* _WHAT TO DO_
Each record is to be printed again precisely as it reads.

## start PROVIDED RECORDS

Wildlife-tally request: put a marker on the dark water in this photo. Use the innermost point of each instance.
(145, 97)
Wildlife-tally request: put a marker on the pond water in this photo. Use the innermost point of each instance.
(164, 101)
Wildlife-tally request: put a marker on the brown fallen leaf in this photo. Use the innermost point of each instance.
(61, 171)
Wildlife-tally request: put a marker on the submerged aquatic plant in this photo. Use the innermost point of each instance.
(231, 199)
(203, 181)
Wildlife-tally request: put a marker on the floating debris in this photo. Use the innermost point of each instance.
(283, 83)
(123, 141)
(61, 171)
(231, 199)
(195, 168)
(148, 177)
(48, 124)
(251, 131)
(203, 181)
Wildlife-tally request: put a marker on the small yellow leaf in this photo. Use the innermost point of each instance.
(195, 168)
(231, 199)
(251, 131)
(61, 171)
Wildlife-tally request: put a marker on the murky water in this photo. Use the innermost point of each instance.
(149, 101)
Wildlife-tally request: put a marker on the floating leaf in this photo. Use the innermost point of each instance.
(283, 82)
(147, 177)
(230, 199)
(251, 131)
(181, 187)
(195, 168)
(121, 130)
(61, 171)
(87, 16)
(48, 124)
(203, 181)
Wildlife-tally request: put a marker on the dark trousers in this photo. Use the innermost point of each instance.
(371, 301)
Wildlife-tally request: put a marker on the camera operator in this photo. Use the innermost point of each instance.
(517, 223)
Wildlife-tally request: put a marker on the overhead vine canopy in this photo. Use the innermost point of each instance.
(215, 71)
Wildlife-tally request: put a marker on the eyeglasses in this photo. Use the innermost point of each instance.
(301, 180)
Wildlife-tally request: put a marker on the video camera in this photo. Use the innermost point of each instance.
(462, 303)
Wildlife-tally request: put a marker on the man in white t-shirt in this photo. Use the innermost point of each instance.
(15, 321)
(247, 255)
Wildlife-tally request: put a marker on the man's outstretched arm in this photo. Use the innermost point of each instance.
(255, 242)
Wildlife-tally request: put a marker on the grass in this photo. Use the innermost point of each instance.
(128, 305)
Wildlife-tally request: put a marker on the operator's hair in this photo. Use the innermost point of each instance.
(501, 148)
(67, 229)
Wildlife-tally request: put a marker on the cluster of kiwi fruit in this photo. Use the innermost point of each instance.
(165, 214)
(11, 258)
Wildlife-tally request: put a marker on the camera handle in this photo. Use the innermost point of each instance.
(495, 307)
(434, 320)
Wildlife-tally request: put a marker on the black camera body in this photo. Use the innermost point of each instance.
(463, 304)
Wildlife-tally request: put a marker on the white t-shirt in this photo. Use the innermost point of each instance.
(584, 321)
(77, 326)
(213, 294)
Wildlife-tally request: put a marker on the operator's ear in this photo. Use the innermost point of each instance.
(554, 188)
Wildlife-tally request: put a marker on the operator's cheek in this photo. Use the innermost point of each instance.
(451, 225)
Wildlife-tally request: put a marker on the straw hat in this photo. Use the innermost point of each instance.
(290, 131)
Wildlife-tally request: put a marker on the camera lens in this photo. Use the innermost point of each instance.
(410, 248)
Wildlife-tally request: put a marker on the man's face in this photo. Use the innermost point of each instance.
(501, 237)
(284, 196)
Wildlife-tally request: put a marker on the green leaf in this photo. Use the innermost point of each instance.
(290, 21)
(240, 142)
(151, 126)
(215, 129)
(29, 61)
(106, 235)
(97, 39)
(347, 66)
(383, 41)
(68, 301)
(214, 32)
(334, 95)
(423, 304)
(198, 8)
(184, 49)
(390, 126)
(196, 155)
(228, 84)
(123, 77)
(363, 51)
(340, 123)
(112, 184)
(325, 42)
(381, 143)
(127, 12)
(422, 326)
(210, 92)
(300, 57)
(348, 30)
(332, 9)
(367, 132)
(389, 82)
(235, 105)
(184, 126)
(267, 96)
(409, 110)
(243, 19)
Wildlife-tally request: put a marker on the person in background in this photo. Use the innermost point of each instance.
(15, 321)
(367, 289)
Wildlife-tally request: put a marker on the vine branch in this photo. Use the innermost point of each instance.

## end PROVIDED RECORDS

* _RESULT FOR THIS EXERCISE_
Wildlife-tally request: put a marker on the dark water in this photo. Use the innermost point of each instance.
(145, 97)
Wildlife-tally request: put a marker on the pond water in this photo. Use the innermost point of each instance.
(164, 101)
Wildlife-tally request: put a marker on the brown fallen leaf in this photo. Use the innermost point of each instance.
(61, 171)
Wildlife-tally request: put a marker on the submerged aquatic plant in this photo. Use the innermost point of each instance.
(231, 199)
(203, 181)
Wildlife-tally request: put a marker on the floating debris in this photo. Use the innermost point of each instance.
(283, 83)
(123, 141)
(61, 171)
(231, 199)
(195, 168)
(148, 177)
(48, 124)
(251, 131)
(203, 181)
Wildlife-tally request: put a marker on the small yellow leaf in this photo. Use the innermost point of each instance.
(195, 168)
(231, 199)
(251, 131)
(61, 171)
Wildlife-tally request: put a marker on the murky water in this photo. Use the innermost point of each instance.
(149, 101)
Wildlife-tally request: put a marker on the floating leaf in this photo. Use the innermost point of each instance.
(283, 82)
(147, 177)
(230, 199)
(251, 131)
(181, 187)
(195, 168)
(121, 130)
(61, 171)
(87, 16)
(48, 124)
(203, 181)
Wildlife-tally request: put a marker on the dark trousers in this photo. Use the innermost point of each instance.
(371, 301)
Wildlife-tally request: put a marker on the camera operator in this photo. Use the innermost point of each instance.
(517, 223)
Wildlife-tally request: put a marker on the overhead vine canopy in this photo. Use the innermost point of each instance.
(215, 71)
Wildlife-tally request: put a marker on the eyeglasses in this photo. Use the innermost point of each instance.
(301, 180)
Wildlife-tally request: put a marker on the video camera in this photo. Use the innermost point of each instance.
(462, 303)
Wildlife-tally request: put a marker on the man in white t-shirt in this photo. Use the innermost point of each instance.
(15, 321)
(247, 255)
Wildlife-tally request: put a marker on the man's outstretched arm in this photo. Use the innermost point of each instance.
(255, 242)
Wildlife-tally request: put a marker on the grass in this photo. Use the innermost point of each instance.
(128, 305)
Wildlife-tally request: put a marker on the operator's hair in this photo. Use the innermost point of each instance.
(501, 148)
(67, 229)
Wildlife-tally request: put a marker on the cluster of kiwi fruit in this photo. Use the innermost point of each instance.
(165, 214)
(11, 258)
Wildlife-tally request: put a marker on the camera handle in this photo. Use the innermost point of each instance.
(495, 307)
(434, 320)
Wildlife-tally request: put a marker on the black camera body in this photo. Use the innermost point of each instance.
(463, 304)
Wildlife-tally request: put a marker on the white t-shirt in this photo. Use the innermost point of each instance.
(584, 321)
(77, 326)
(213, 294)
Wildlife-tally request: put a marker on the operator's ear in this photo. Use the innermost point of each instance.
(554, 188)
Wildlife-tally request: put a marker on the operator's cheek in this photo. Use the innermost point of each instance.
(451, 225)
Wildlife-tally request: put a marker on the straw hat in this photo. Use the innermost point of each instance.
(290, 131)
Wildlife-tally request: put a marker on the camera lens in this photo. Use the innermost point of each instance.
(410, 248)
Wildlife-tally request: put a marker on the man's face in this photo. Use the innermost point of each instance.
(501, 237)
(284, 196)
Wildlife-tally request: put a marker on the green leaf in this photo. Use the innermost point of each instance.
(290, 21)
(240, 142)
(151, 126)
(215, 129)
(29, 61)
(106, 235)
(97, 39)
(347, 66)
(383, 41)
(68, 301)
(214, 32)
(334, 95)
(423, 304)
(198, 8)
(184, 49)
(390, 126)
(196, 155)
(228, 84)
(123, 77)
(363, 51)
(340, 123)
(112, 184)
(325, 42)
(381, 143)
(127, 12)
(422, 326)
(210, 92)
(300, 57)
(348, 30)
(332, 9)
(367, 132)
(389, 82)
(235, 105)
(184, 126)
(267, 96)
(409, 110)
(243, 19)
Wildlife-tally request: put a marker on the person in background in this photo. Use the innermost point of each instance.
(15, 321)
(367, 289)
Wildlife-tally request: put a marker on the vine branch in this photo. Use the innermost point of each instance.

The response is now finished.